Parts of the exercise –
**A)** Please pull out everything from "For good measure, they" down to "Single European Act." in the passage on Lawson and Europe, word for word.
**B)** According to the passage on Lawson and Europe, in what year did the Tories sign the Single European Act?

BEGIN Text passage

Leading Tories of Lawson’s generation have to live with the knowledge that it was they, more than anyone else, who took Britain deeper and deeper into Europe. For starters, while Lawson was Chancellor, the Thatcher government put through the Single European Act which greatly extended the areas of EU decision-making so much complained of today.

For good measure, they also signed up to rule changes in the Council of Ministers which made it much easier for the collective will of Brussels to prevail over national governments. Jacques Delors, then president of the Commission, said in 1988 that within a decade 80 per cent of national laws would be made in Brussels. Thatcher did not demur: “What we need are strengths which can only be found together … we must have the full benefit of a single market”.

In his Times apologia yesterday, Lawson states that the justification for the European Community was “to eliminate the threat to Europe and the wider world … by placing the German tiger in a European cage”. I can only assume that he is conflating the decades. German militarism was not an issue in 1986 when the Tories signed the Single European Act.

END Text passage
BEGIN Data shown

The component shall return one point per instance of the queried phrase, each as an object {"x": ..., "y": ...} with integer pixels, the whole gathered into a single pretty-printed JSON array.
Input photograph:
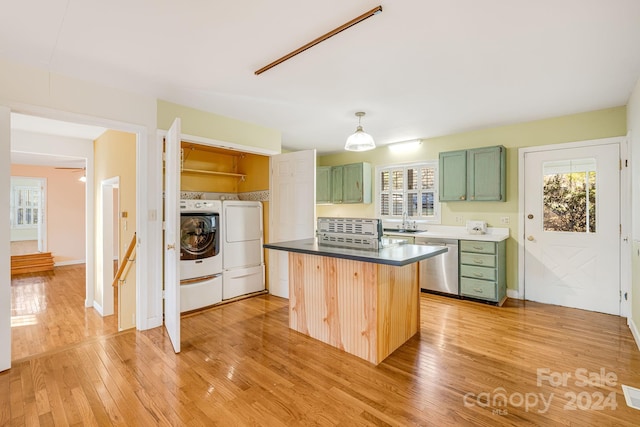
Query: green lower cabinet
[{"x": 483, "y": 270}]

END Data shown

Solved tasks –
**A)**
For good measure, they also signed up to rule changes in the Council of Ministers which made it much easier for the collective will of Brussels to prevail over national governments. Jacques Delors, then president of the Commission, said in 1988 that within a decade 80 per cent of national laws would be made in Brussels. Thatcher did not demur: “What we need are strengths which can only be found together … we must have the full benefit of a single market”.

In his Times apologia yesterday, Lawson states that the justification for the European Community was “to eliminate the threat to Europe and the wider world … by placing the German tiger in a European cage”. I can only assume that he is conflating the decades. German militarism was not an issue in 1986 when the Tories signed the Single European Act.

**B)** 1986